Given passage.
· · · · ·
Lake in Belknap County, New Hampshire, USA

Pemigewasset Lake is a 249 acre water body located in the Lakes Region of central New Hampshire in the United States. The lake straddles the border between the towns of New Hampton and Meredith, both in Belknap County. Outflow from the lake travels down Harper Brook to the Pemigewasset River, a tributary of the Merrimack River, which flows to the Gulf of Maine.

The lake is classified as a warmwater fishery, with observed species including smallmouth and largemouth bass, chain pickerel, horned pout, and black crappie.

==Development==
Summer camps, private residences, and a campground line the northern side of the lake, while the southern shoreline is less developed. NH Route 104 runs past the north shore of the lake. A private area called "Smoke Rise" lies on the western side of the lake. Smoke Rise Road and a smaller secondary road, Easy Street, are located in this area. Smoke Rise borders the southwest side of Pemi Shores Condominiums, a group of 16 summer cottages on the shore of the lake.

==Island==
The western portion of the lake contains a large uninhabited island. The island is edged with edible blueberries and boasts some rather large, old trees inland. It is named Kelley Island on state Fish and Game Department maps but is often referred to as Blueberry Island.

Although evidence of previous fire pits can be found on the island, burning is strictly prohibited by the New Hampton fire department.
· · · · ·
Given material.
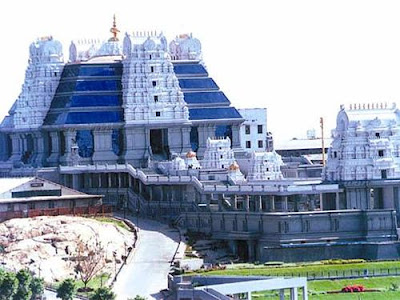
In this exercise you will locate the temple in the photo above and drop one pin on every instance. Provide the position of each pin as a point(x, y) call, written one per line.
· · · · ·
Exercise instructions. Echo the Pemigewasset Lake text word for word, from "The lake is" up to and including "the shore of the lake.". The data that comes with it has no connection to the text.

Solution below.
The lake is classified as a warmwater fishery, with observed species including smallmouth and largemouth bass, chain pickerel, horned pout, and black crappie.

==Development==
Summer camps, private residences, and a campground line the northern side of the lake, while the southern shoreline is less developed. NH Route 104 runs past the north shore of the lake. A private area called "Smoke Rise" lies on the western side of the lake. Smoke Rise Road and a smaller secondary road, Easy Street, are located in this area. Smoke Rise borders the southwest side of Pemi Shores Condominiums, a group of 16 summer cottages on the shore of the lake.